» **Passage**:

Estrela dos Amadores
- Full name: Clube de Futebol Estrelas dos Amadores Clube de Futebol Estrelas do Amadores do Tarrafal
- Founded: 1992
- Ground: Estádio de Mangue Tarrafal on Santiago Island, Cape Verde
- League: Santiago North Premier Division
- 2016–17: 6th

= CF Estrela dos Amadores =

Football club in Cape Verde

Clube de Futebol Estrela dos Amadores (Capeverdean Crioulo, ALUPEC or ALUPEK: Strela dus Amadoris and the São Vicente Crioulo: Estrela dos Amadores) is a football (soccer) club that plays in the Santiago Island League North Zone in Cape Verde. The team is based in the town of Tarrafal in the northern part of the island of Santiago and are one of the oldest clubs in the area. Since the implementation of the two tier regional system in 2015, Estrela dos Amadores are one of ten unrelegated clubs of the North Zone of Santiago.

==History==

The club was founded in 1992 and became registered in 1998. The team won three regional titles in 2004, in 2009 and in 2012 and possessing the second most titles in the region since 2009, from 2012 to 2013, its titles were shared with Scorpion Vermelho of Pedra Badejo.

Estrela dos Amadores celebrated its 5th anniversary in 1997 and later its 10th anniversary in 2002.

» **Data records**:
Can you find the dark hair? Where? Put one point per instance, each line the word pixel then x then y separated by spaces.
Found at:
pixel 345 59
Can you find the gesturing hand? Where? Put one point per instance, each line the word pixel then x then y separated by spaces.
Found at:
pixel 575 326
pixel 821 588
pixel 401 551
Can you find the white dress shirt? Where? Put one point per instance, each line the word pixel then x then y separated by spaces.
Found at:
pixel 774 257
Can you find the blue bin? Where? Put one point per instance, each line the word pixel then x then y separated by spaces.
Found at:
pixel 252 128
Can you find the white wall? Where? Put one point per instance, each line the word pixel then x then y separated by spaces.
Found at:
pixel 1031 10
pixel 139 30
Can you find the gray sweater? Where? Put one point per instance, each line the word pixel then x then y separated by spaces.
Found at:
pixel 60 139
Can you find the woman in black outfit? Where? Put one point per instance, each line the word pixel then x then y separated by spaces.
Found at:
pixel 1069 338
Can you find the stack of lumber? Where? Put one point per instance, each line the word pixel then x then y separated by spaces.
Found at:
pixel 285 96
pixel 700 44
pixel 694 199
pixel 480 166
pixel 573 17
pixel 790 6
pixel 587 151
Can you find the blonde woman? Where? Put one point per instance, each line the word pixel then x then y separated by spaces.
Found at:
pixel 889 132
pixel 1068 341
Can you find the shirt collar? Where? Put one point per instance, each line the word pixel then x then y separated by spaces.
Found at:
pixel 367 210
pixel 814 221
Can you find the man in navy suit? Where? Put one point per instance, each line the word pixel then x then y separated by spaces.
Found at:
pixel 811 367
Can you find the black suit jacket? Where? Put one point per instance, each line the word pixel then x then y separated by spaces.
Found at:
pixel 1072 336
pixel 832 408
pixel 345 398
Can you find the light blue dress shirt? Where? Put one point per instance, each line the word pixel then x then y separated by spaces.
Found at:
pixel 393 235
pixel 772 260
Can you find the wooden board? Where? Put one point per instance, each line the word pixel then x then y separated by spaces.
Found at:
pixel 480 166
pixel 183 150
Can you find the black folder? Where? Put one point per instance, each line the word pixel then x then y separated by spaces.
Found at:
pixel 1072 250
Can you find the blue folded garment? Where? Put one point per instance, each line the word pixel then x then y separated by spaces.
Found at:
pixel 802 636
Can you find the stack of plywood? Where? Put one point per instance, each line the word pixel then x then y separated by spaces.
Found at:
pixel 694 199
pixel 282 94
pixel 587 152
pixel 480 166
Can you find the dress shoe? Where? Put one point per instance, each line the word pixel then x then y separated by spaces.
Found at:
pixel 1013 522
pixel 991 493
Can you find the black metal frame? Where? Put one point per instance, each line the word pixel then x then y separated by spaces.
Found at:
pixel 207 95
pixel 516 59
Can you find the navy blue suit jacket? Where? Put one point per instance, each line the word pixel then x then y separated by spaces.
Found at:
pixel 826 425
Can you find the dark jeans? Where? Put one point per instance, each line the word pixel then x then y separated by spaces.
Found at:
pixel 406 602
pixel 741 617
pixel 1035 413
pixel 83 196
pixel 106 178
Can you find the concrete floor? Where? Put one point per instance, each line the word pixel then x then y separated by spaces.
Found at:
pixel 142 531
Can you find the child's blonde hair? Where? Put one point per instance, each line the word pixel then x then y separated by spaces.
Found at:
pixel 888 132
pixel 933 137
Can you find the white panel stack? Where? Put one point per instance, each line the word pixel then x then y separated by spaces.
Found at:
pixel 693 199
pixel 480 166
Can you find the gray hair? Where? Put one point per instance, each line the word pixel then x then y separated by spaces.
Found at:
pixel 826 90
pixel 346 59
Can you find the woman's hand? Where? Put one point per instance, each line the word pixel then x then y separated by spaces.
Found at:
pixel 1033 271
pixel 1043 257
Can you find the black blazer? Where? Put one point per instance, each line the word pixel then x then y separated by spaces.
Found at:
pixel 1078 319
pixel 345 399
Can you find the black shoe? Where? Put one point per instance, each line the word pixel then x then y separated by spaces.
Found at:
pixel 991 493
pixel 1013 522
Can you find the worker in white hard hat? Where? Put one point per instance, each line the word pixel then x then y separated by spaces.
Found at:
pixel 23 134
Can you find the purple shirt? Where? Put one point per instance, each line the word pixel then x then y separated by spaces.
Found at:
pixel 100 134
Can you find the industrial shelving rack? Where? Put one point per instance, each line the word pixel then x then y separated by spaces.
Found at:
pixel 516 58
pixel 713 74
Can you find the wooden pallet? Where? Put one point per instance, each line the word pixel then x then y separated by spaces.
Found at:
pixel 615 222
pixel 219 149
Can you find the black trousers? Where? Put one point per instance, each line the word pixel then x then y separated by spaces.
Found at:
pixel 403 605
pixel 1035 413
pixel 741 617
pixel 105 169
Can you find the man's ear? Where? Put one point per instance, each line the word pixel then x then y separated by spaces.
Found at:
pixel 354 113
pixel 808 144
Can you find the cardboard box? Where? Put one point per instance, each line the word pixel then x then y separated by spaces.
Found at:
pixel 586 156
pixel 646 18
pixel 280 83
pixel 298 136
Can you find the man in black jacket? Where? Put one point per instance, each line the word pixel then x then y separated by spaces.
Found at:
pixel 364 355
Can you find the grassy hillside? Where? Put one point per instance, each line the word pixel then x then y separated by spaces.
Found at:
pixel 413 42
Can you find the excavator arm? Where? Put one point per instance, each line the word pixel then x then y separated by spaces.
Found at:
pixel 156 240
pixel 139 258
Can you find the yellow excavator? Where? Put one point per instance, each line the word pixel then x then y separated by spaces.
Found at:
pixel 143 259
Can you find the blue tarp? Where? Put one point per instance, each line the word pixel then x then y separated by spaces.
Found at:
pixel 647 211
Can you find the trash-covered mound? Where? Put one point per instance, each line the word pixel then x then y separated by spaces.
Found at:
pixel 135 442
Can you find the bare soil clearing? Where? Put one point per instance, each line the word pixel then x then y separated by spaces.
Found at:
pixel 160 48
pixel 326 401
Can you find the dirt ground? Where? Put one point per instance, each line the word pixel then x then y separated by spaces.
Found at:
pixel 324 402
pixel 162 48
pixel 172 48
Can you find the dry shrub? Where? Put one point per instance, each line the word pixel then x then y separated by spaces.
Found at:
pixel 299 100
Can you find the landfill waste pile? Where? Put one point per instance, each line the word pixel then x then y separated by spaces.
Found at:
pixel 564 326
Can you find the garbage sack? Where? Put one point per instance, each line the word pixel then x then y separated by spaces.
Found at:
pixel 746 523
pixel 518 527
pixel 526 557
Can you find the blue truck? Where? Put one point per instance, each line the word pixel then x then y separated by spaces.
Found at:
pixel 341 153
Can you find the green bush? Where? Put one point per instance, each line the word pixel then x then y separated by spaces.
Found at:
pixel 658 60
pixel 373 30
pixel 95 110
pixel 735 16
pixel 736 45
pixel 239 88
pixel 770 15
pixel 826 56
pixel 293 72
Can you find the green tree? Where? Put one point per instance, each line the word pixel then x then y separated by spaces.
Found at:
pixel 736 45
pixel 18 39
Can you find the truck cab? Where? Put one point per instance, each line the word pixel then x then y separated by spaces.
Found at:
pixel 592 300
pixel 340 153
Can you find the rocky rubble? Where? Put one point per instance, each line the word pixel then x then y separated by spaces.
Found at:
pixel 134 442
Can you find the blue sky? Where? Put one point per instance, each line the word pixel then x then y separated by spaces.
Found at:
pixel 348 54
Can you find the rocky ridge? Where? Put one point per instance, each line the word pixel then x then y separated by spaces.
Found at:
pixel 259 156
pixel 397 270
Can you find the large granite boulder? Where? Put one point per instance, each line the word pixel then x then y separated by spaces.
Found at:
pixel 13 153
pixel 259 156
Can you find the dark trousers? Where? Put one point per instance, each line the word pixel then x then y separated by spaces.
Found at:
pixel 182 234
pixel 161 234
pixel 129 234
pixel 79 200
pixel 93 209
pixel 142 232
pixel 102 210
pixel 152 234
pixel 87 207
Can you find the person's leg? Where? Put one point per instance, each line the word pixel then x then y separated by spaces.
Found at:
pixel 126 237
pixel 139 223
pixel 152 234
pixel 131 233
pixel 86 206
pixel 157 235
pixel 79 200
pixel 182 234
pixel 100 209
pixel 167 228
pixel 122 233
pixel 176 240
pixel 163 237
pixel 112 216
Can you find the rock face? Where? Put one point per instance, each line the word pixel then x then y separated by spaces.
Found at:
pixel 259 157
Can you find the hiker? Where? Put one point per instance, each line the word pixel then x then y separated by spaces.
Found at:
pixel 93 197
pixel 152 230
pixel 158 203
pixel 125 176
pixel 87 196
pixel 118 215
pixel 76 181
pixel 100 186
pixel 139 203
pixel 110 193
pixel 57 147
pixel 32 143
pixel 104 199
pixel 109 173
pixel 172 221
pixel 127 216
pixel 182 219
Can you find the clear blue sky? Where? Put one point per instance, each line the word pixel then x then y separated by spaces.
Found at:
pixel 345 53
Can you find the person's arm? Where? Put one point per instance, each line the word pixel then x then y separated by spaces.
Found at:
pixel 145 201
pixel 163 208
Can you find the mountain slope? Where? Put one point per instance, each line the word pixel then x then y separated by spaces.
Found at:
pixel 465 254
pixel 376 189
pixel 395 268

» **Set of tasks**:
- a) In the club passage, since when has Estrela dos Amadores been one of the ten unrelegated clubs of the North Zone of Santiago, and what change marks that starting point? Answer in one to three sentences.
- b) Restate the club passage starting with "Clube de Futebol Estrela dos" and going on through "Zone of Santiago.", substituting "earliest" for "oldest".

» **Answers**:
- a) It has held that status since 2015. That year the two-tier regional system was put in place.

- b)
Clube de Futebol Estrela dos Amadores (Capeverdean Crioulo, ALUPEC or ALUPEK: Strela dus Amadoris and the São Vicente Crioulo: Estrela dos Amadores) is a football (soccer) club that plays in the Santiago Island League North Zone in Cape Verde. The team is based in the town of Tarrafal in the northern part of the island of Santiago and are one of the earliest clubs in the area. Since the implementation of the two tier regional system in 2015, Estrela dos Amadores are one of ten unrelegated clubs of the North Zone of Santiago.